» Exercise details
Pull out all lines from the listing below in which the word "spire" appears.

» The data
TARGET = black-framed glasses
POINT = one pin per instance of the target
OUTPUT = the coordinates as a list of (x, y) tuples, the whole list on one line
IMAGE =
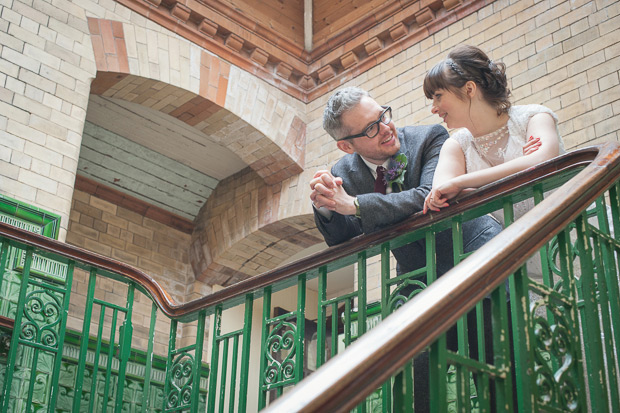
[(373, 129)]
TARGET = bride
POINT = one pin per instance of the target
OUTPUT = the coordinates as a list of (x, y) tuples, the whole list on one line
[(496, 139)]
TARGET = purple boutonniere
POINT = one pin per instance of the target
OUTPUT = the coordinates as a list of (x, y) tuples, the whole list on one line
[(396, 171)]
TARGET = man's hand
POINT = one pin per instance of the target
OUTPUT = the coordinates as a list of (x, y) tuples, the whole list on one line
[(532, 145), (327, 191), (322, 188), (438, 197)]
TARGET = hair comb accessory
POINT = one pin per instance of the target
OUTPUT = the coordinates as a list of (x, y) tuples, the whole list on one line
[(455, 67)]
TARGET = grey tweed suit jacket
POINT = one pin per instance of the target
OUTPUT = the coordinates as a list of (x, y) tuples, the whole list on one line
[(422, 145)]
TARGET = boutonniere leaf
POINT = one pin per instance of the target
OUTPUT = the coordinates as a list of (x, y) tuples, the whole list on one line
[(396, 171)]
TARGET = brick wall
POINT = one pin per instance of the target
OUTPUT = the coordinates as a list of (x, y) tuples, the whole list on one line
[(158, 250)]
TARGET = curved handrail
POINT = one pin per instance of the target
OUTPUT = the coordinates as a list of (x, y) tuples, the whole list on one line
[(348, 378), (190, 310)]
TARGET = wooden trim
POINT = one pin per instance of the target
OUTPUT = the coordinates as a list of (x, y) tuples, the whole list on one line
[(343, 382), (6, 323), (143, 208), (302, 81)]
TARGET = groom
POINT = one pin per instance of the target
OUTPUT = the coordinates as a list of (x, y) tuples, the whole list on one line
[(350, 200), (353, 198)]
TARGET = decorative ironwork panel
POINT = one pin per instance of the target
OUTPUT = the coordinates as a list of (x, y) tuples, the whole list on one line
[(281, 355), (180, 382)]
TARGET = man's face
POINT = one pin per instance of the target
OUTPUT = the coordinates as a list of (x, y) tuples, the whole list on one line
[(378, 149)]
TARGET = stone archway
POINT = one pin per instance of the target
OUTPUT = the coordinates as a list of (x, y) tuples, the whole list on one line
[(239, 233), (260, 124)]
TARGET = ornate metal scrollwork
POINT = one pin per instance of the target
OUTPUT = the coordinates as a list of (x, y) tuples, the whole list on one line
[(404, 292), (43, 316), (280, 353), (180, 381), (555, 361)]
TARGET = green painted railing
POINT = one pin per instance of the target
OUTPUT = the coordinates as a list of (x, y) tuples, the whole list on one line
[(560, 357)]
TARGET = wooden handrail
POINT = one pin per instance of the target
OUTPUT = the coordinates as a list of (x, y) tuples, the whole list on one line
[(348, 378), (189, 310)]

---

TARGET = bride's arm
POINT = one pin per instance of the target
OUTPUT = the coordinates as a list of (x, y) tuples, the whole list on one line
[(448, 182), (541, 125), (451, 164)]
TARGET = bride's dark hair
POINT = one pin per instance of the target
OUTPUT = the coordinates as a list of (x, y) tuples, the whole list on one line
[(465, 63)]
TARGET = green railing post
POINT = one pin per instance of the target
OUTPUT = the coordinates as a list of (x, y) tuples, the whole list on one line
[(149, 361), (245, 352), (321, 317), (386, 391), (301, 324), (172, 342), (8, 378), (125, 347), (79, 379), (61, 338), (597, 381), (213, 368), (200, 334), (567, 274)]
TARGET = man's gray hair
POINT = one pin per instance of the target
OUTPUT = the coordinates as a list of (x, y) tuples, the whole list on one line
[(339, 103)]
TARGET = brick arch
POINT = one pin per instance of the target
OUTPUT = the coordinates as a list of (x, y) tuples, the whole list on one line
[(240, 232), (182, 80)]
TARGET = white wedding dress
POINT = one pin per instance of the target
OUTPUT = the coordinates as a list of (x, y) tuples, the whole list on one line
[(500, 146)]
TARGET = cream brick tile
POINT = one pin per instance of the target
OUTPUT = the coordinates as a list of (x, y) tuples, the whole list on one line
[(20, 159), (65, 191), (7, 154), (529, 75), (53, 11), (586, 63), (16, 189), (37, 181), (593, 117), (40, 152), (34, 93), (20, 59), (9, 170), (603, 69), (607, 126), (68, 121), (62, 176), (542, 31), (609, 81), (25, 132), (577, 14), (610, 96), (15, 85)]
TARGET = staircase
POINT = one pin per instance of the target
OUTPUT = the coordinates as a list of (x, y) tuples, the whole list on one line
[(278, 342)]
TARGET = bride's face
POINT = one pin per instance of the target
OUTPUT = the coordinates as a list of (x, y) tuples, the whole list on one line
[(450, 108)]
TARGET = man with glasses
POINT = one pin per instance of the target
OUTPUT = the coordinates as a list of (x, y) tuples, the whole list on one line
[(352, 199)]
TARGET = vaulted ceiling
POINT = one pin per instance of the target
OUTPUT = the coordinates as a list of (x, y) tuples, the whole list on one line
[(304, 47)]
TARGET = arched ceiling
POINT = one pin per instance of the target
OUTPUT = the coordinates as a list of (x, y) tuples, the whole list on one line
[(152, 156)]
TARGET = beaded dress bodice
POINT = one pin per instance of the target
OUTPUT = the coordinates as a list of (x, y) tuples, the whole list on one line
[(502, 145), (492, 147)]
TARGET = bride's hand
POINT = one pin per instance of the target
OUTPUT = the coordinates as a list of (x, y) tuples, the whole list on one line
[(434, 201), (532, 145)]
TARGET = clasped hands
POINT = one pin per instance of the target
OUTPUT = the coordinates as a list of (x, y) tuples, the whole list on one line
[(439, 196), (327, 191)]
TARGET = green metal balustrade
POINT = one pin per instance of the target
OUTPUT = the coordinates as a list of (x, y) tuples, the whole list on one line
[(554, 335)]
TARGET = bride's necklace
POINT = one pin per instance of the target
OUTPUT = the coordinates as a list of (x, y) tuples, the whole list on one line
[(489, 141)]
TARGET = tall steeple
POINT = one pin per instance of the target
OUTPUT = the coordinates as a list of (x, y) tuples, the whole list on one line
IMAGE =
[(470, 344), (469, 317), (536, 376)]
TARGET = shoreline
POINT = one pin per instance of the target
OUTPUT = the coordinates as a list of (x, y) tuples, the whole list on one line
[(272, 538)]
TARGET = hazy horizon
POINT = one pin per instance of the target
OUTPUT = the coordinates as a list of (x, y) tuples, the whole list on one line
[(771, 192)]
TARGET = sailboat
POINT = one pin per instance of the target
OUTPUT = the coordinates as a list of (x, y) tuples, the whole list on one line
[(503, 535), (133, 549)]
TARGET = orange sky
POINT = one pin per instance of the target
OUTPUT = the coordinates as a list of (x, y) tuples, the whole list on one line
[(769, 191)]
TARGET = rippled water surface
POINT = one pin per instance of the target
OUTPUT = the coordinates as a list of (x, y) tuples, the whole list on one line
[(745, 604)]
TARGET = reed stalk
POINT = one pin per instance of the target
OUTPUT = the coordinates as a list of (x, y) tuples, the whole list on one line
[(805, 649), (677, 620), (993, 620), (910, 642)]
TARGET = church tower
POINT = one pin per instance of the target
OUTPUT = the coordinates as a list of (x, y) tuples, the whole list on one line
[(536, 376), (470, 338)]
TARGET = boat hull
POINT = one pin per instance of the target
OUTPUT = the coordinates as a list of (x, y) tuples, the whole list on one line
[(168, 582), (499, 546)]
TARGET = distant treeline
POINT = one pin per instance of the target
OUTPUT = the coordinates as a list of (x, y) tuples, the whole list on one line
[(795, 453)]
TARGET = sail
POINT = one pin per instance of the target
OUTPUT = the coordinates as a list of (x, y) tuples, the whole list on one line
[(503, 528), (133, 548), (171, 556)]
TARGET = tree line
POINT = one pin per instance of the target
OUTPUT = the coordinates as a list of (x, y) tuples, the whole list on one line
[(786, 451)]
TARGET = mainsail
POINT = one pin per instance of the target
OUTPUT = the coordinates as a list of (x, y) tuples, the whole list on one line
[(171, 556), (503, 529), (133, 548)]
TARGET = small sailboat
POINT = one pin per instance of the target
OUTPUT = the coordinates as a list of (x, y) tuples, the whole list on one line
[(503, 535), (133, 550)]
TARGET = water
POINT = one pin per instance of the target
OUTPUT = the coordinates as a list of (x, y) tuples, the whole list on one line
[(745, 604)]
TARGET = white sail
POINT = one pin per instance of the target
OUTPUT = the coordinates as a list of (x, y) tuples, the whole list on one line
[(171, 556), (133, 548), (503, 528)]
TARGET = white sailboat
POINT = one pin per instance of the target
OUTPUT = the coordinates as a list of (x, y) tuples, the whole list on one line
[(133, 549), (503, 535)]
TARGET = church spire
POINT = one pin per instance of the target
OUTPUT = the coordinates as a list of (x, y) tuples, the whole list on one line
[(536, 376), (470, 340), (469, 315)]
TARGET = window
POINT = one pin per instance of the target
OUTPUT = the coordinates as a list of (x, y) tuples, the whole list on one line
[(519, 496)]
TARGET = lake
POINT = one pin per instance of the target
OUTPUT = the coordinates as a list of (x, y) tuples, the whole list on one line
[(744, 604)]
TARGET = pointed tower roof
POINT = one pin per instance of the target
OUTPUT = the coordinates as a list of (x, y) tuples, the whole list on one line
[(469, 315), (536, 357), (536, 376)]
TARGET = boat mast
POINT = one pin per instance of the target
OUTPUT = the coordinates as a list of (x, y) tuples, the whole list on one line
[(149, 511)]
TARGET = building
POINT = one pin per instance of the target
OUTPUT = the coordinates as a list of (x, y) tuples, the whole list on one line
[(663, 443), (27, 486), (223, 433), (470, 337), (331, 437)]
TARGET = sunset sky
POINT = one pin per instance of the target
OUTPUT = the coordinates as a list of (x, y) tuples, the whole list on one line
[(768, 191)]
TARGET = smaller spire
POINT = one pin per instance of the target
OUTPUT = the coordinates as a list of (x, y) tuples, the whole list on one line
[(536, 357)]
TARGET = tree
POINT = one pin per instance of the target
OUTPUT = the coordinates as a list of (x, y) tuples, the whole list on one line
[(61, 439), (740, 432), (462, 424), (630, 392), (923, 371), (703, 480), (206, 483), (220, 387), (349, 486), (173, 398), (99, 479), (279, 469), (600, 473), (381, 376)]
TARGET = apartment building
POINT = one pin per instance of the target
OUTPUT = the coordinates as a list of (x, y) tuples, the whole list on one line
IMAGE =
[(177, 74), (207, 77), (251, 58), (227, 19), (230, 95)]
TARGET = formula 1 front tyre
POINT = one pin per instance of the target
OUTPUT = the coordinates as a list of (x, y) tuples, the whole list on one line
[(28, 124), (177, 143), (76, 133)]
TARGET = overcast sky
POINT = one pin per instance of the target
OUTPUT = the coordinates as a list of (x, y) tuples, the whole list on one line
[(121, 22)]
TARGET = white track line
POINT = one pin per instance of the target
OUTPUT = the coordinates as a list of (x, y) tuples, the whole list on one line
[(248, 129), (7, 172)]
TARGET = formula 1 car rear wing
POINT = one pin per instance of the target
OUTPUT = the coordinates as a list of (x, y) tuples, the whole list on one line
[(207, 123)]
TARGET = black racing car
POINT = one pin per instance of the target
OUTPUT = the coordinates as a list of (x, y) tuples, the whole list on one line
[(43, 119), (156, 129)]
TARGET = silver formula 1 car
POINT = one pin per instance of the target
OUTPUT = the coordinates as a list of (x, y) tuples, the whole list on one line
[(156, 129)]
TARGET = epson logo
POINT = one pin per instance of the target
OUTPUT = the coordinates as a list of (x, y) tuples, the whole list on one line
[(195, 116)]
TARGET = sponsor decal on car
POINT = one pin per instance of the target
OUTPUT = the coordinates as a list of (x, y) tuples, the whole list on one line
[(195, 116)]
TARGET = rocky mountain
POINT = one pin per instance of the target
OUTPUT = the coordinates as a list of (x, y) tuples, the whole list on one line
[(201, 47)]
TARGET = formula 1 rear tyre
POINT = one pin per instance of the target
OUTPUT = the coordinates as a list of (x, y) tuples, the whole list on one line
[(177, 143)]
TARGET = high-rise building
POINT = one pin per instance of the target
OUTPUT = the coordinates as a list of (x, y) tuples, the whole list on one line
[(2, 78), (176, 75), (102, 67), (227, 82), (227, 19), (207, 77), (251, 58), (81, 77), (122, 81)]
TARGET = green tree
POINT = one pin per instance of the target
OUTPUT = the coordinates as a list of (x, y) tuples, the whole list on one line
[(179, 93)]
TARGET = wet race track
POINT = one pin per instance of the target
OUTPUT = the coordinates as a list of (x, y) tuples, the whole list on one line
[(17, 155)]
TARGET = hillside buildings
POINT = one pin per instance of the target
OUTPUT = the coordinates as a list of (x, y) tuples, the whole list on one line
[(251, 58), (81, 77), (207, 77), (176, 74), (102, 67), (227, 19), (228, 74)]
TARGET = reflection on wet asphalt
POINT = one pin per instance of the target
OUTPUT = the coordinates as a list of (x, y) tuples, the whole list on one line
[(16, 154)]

» Finished task
TARGET = church spire
TARGET = smaller spire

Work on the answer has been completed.